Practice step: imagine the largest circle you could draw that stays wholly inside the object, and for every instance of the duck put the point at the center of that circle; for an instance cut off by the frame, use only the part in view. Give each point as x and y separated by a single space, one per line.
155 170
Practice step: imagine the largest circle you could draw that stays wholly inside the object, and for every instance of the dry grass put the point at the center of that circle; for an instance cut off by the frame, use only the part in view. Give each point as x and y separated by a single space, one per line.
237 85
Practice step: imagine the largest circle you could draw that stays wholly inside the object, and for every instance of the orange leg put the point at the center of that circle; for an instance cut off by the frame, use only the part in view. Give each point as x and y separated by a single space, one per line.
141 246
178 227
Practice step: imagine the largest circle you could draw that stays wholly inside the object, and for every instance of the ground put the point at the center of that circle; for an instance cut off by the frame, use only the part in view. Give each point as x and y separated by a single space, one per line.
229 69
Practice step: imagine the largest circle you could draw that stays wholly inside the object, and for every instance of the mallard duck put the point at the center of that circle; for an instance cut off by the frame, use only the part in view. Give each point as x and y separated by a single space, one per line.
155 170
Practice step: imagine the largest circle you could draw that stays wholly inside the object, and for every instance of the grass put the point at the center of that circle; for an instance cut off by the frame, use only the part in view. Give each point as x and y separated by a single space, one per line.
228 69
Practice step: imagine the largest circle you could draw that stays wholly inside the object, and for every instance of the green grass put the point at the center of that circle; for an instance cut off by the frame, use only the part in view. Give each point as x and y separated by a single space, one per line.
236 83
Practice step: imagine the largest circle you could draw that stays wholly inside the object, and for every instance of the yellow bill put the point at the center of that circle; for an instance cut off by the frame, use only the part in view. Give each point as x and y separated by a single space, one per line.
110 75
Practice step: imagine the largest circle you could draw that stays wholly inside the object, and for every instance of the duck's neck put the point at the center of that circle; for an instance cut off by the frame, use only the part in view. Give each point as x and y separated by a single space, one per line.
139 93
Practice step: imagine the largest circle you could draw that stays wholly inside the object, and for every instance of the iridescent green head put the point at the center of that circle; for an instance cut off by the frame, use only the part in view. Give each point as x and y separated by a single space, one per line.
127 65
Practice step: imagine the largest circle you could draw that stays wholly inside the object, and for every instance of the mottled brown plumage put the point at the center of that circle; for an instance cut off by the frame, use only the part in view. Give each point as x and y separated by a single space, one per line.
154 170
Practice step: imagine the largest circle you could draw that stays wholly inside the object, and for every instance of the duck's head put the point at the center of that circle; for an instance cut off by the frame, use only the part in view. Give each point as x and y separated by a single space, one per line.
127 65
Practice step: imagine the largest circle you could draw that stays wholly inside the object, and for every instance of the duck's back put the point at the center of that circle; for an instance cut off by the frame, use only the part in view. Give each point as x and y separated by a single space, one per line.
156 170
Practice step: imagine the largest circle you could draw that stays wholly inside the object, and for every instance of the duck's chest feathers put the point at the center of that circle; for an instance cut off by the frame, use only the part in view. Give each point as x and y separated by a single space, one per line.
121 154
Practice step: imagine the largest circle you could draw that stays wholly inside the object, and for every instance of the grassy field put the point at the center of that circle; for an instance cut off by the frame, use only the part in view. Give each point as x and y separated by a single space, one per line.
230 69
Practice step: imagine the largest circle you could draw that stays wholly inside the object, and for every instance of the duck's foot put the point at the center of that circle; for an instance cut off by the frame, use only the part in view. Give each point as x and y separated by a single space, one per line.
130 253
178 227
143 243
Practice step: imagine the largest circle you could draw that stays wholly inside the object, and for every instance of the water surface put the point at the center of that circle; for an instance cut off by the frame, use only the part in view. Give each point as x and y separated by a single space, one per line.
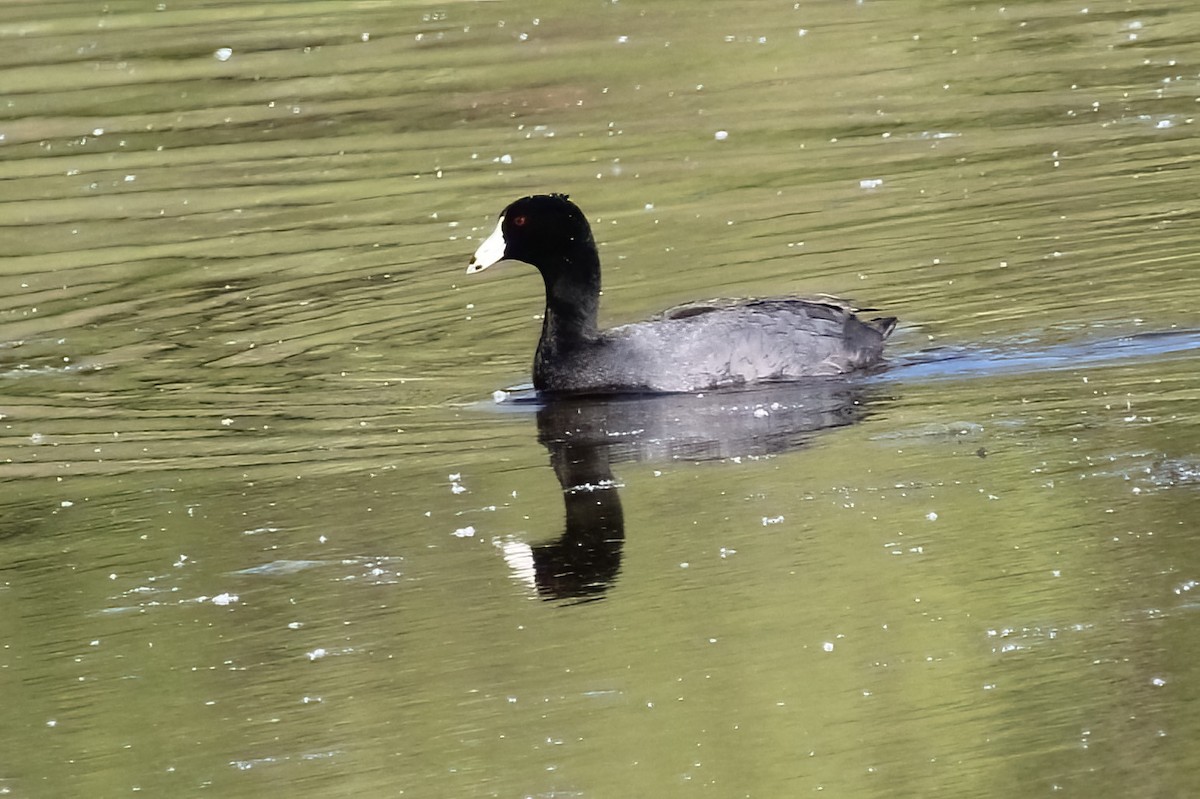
263 526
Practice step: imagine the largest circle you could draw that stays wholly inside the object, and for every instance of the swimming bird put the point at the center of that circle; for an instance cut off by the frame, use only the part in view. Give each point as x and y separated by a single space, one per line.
695 347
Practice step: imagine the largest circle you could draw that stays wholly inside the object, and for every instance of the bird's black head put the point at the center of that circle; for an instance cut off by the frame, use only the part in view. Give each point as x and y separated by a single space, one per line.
545 230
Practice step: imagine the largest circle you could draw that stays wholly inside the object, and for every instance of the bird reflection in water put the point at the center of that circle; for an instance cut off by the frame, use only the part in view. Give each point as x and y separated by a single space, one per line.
587 436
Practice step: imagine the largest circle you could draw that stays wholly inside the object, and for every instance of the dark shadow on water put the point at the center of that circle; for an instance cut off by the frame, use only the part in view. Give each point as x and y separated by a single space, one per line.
955 362
585 437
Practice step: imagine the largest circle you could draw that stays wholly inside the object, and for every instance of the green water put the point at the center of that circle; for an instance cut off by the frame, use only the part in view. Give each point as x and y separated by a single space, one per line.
263 527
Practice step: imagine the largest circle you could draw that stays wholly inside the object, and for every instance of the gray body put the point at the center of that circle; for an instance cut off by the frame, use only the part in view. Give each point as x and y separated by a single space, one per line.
712 346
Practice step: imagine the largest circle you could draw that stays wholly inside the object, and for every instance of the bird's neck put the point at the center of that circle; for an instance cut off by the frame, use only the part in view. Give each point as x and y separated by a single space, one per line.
573 300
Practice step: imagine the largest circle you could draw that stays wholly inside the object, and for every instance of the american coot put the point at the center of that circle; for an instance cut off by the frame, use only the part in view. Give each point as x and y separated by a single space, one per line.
688 348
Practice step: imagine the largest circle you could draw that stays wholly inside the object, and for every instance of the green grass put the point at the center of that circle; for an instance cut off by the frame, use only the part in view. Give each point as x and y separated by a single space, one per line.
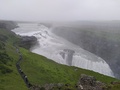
10 81
39 69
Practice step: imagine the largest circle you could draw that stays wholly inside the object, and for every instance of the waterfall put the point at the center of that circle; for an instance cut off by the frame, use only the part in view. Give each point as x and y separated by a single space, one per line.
60 50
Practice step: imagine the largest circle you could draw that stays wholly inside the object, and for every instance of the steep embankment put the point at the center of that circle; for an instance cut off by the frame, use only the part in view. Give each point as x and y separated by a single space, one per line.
9 76
101 39
39 69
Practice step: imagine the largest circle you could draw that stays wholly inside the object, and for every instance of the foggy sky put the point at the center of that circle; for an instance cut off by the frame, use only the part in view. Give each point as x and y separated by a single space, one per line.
60 10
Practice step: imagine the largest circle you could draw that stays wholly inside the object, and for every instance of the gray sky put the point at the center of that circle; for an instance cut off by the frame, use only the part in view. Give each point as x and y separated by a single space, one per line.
60 10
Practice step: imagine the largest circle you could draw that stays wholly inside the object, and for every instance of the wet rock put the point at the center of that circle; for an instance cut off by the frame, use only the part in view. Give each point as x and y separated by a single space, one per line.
27 41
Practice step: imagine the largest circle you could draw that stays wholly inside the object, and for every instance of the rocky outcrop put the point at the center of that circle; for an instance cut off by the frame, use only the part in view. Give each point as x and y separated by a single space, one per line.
97 41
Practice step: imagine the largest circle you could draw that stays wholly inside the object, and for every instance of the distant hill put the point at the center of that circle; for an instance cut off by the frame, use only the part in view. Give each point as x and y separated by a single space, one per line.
────────
Assigned task: Retype all of the data above word for word, excluding the pictures.

Response to this exercise:
Practice step: imagine the largest circle you could draw that stays wholly inside the object, and for every instance of the duck put the point at the center of that circle; for an instance cut off by the frame, use only the part in view. Give each point as x and y separated by a single space, one per line.
155 170
Practice step: imagine the largest circle you could draw that stays wholly inside the object, and for every instance of the dry grass put the point at the center of that circle; for an instance cut off by the frame, use only the part in view. Give each point as x and y separated by a single space, one per line.
237 85
Practice step: imagine the largest circle you could draw that stays wholly inside the object, and for every instance of the orange leg put the point at the center of that circle; for an instance cut off by the frame, use only the part in view. Give each point as x and y separated by a single space, one per line.
141 246
178 227
Practice step: imagine the largest circle you could draw that stays wholly inside the object, and for every instance of the ground put the point at the center of that circle; for an instance cut off by the frame, use only the part in view. Give each point as x and y separated by a single space, one per line.
229 69
Practice step: imagine the largest circle you could draw that stays wholly inside the object, and for every instance of the mallard duck put the point at the center of that circle; for an instance cut off by the frame, use only the part in view. Give each point as x and y separated by a single space, one per line.
155 170
Practice step: imagine the largest circle you could draw that stays wholly inside the object, and for every instance of the grass put the point at the center of that circle; for an instance cut off by the frame, use only the part in view. Give each point as x and y separated by a single space, one per line.
228 69
Practice step: imagine the largest circle you could draw that stays wholly inside the object, and for every instance of the green grass put the point at the center of that circle; for an instance cut off by the frame, use only the part in view. Give each point as x and y separated by a single space, one per line.
236 83
Practice step: imagine the largest circle you could draw that stays wholly inside the object, and for every instance of the yellow bill put the point at the center of that circle; for an instance cut off by the frame, use only the part in view. Give each point as x and y separated by a single space, one per line.
110 75
Practice step: imagine the largest circle you could draw that stays wholly inside the object, and for every instance of the duck's neck put the point at the center of that circle; for an instance cut off by the frame, use only the part in view. Give each point as x and y separated by a single space, one per line.
139 93
Practice step: imagine the largest circle you could draw that stays wholly inside the object, and for every instance of the iridescent green head put the point at the center of that circle; for an instance cut off by the frame, use only the part in view. Give each point as x and y separated by a single space, one per line.
127 65
Practice step: imagine the largest circle you could draw that stays wholly inside the object, and for every instance of the mottled brown plumage put the point at the center of that circle; for an instance cut off by the frame, use only the part in view. Give each point as x and y separated by a single space, one per line.
154 170
Practice step: imagine the largest circle you could draw that stays wholly inside the object, and for every instance of the duck's head put the point at the center of that circle; for an instance cut off by the frame, use only the part in view. Give each point as x and y separated by a single space, one per line.
127 65
Practice step: imagine the largest circle you could draw that stays wholly inside the object, and for every instance of the duck's back put the point at the center of that circle; for an instance cut off by the frame, use only the part in view. Give each point as x and y separated by a single space, one per line.
156 170
Practice step: imagine the largest circle you could draw that stays wholly inside the object, and for every instance of the duck's chest feathers put the point at the center of that circle; for an instance cut off by the frame, use only the part in view. Give each point as x and y separated by a single space, one per line.
121 154
Practice step: imagine the largest circle you could draw that stays wholly inside the object, and for every instance of the grassy field put the point at the center of that circle; for an instance cut off by the frame, use only the part in view. Give each point as x and y separated by a single space, one per line.
230 69
Practice step: imagine the largest circle you could draw that stays wholly inside the object, and for every instance of the duck's foot put the point at the center of that circle; for an instance cut off by the frame, use only the part in view. Give each point as x and y separated by a single space, one per line.
130 253
178 227
143 243
Practice step: imagine the largest circle you could draw that stays wholly inside the object, and for every instance of the water surface put the point at the center of that circle; for an instance cut off by the frame, use only the part in view. Give each point as x and y separated by a single space, one per line.
263 526
Practice step: imagine the largest circle you could draw that stays wholly inside the object, and for every instance of the swimming bird put the point at the center of that circle; for an instance cut off by the frame, use only the part in view. Give each point as x and y separated by a single space, one per line.
695 347
Practice step: imagine the largest circle you could draw that stays wholly inside the object, and for every instance of the bird's black head put the point at the center of that circle; for an instance cut off by the frame, use only the part in view. Give each point as x and y separated by a single space, one per line.
545 230
Practice step: imagine the largest circle you could draw that stays wholly inside the object, and for every instance of the bird reflection in water put the point at the center of that circle; for an instance cut off by the frame, use only the part in view. Give each point as x and y separated by a single space, one per line.
587 436
Practice step: imagine the largest circle you could draw that stays wholly inside the object, and for every instance of the dark shadow on water put the point at the center of that circle; for an instance cut off by the frame, use only the part in view. Give each point as x and y separated by a single space, one per line.
955 362
585 437
Practice step: imagine the largest circle you could draw that stays wholly inside the object, and for every instance of the green water put the point at the center of that circle; for an instance cut off by the frame, use only the part in view. Give each point as x and y separated by a single space, one per line.
263 527
Practice step: imagine the largest circle you could draw that stays wholly inside the object, and for every instance of the gray body put the point at the center of that circle; for an instance cut off by the frame, use only the part in view. Give each point as x and y separated by a single space, one per line.
712 346
Practice step: imagine the largest circle you could draw that stays wholly inside the object, and for every instance of the bird's neck put the point at the center of that circle; for an instance cut off by the frame, use only the part in view. Give each point as x and y separated by a single space, one per line.
573 300
Practice step: imagine the largest circle you could draw that stays wholly inside the object, and for every instance of the american coot put the point at the center of that circle; for an instance cut off by the frame, use only the part in view. Give each point as x and y separated by a single space, one per line.
688 348
Practice step: imagine the largest circle you could draw that stays wholly inside the object, and for every instance of the green grass put the point at the center of that circle; for an instance cut off by the frame, use only the part in view. Give each point as x and y separated by a single space, one per line.
10 81
39 69
Practice step: imagine the largest circle you could draw that stays wholly inside the object, and for every instance of the waterfall put the point at the center of that circle; for an instance cut off by the frame, use only the part in view. Give each point as x and y separated by a single space, one per line.
60 50
Practice step: imagine the largest circle you could draw that stays wholly inside the object, and for every instance of the steep embankment put the point at the center of that circle; for an instance cut off by the frame, use only the part in view. Give each point as x and y separated by a single space, one per line.
9 76
101 39
39 69
Practice step: imagine the largest circle you could draw that stays wholly inside the object, and for every instance of the foggy sky put the point at the center of that circle; for an instance cut off by the frame, use only the part in view. Give each point as x and y separated by a single space, one per line.
60 10
Practice step: imagine the largest circle you could draw that stays wholly inside the object, and for every instance of the gray sky put the point at the center of that circle; for an instance cut off by the frame, use only the part in view. Give each point as x and y separated by a single space, one per line.
60 10
Practice step: imagine the largest circle you could draw that stays wholly inside the object, and for every instance of the wet rock put the point at the center of that circle; for an instance cut off by the frame, use only the part in view. Give each point as x and y separated by a single space, one per line.
27 41
Practice step: imagine the largest circle you could draw that stays wholly inside the object, and for every instance of the rocky outcrop put the point at the center of that circle; for an instance cut off by the frame, use only the part in view. Give each point as x and y separated by a single space, one per line.
97 41
Practice step: imagine the largest circle you could draw that stays wholly inside the object, and for every instance of the distant hill put the point at the center of that circle; for an instance cut off by the frame, use only the part in view. Give each point as x and y separated by a single space, one per line.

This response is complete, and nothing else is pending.